### Objective
Copy out each of the following items word for word.

**********

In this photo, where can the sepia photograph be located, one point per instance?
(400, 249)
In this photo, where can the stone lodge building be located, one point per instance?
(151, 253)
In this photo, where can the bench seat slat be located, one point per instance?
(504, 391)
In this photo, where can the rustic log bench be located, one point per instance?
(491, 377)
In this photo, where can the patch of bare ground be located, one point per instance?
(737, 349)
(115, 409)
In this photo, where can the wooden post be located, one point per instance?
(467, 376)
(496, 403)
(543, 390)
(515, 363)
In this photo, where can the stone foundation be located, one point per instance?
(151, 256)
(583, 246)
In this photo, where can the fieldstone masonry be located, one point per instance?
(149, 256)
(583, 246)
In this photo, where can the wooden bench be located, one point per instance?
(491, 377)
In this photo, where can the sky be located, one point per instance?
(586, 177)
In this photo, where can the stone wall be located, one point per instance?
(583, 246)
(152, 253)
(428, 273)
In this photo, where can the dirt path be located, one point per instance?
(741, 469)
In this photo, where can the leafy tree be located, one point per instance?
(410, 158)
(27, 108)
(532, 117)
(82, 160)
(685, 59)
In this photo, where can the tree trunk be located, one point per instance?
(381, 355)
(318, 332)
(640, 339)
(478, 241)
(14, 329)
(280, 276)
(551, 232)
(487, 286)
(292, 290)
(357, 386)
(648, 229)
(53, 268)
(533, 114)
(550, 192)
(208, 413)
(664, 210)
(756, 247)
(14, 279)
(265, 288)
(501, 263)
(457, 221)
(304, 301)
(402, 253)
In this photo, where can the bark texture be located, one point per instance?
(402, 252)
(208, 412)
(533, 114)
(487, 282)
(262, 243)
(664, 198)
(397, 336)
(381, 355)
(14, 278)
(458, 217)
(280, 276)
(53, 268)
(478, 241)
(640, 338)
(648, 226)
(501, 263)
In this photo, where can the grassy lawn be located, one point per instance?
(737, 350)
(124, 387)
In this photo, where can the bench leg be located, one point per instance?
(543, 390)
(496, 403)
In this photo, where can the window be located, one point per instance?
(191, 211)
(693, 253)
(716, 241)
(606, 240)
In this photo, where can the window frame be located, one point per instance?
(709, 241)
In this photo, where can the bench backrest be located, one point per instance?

**********

### Solution for this exercise
In this photo, where can the sepia photograph be located, one point per instance?
(400, 249)
In this photo, where can the stone lodge building be located, one point per instance?
(151, 253)
In this photo, where can the bench seat slat be located, one point per instance?
(504, 391)
In this photo, where can the rustic log bench be located, one point per instance?
(491, 377)
In this photo, where can the patch of bare ground be located, one point per instance?
(737, 349)
(115, 409)
In this photo, where can the wooden post be located, one point per instance?
(467, 376)
(496, 403)
(543, 390)
(515, 363)
In this photo, where can the stone foundation be located, one point per instance?
(151, 256)
(583, 246)
In this photo, where can the fieldstone masonry be located, one point per instance?
(149, 256)
(583, 246)
In this photo, where can the wooden bench be located, one point per instance?
(491, 377)
In this photo, where can the sky be located, one point per instance?
(586, 177)
In this photo, where can the stone wall be located, one point per instance?
(583, 246)
(152, 253)
(428, 273)
In this photo, where can the dirt path be located, one point per instance?
(741, 469)
In this photo, where can the leafy tree be located, one point per instance?
(410, 158)
(27, 108)
(532, 117)
(82, 160)
(685, 59)
In this photo, where can the tree trunk be located, one point per instance?
(381, 355)
(318, 332)
(640, 339)
(478, 241)
(14, 329)
(280, 276)
(551, 232)
(487, 286)
(292, 290)
(357, 386)
(648, 229)
(53, 268)
(533, 114)
(550, 192)
(208, 413)
(664, 210)
(756, 247)
(14, 279)
(265, 288)
(501, 263)
(457, 221)
(304, 301)
(402, 253)
In this photo, where can the bark texture be located, one point per instance?
(402, 252)
(208, 412)
(533, 114)
(487, 282)
(262, 243)
(664, 198)
(397, 336)
(381, 355)
(14, 278)
(458, 217)
(280, 276)
(53, 268)
(478, 241)
(640, 338)
(648, 226)
(501, 263)
In this photo, where can the grassy lawn be located, one point per instance?
(737, 350)
(124, 387)
In this photo, where can the bench leg be located, one point per instance?
(543, 390)
(496, 403)
In this photo, where can the window be located, one point per instance?
(191, 211)
(693, 253)
(716, 241)
(606, 240)
In this photo, where can the window frame be located, one point per instance?
(709, 241)
In this photo, where can the bench backrest be located, one point per instance?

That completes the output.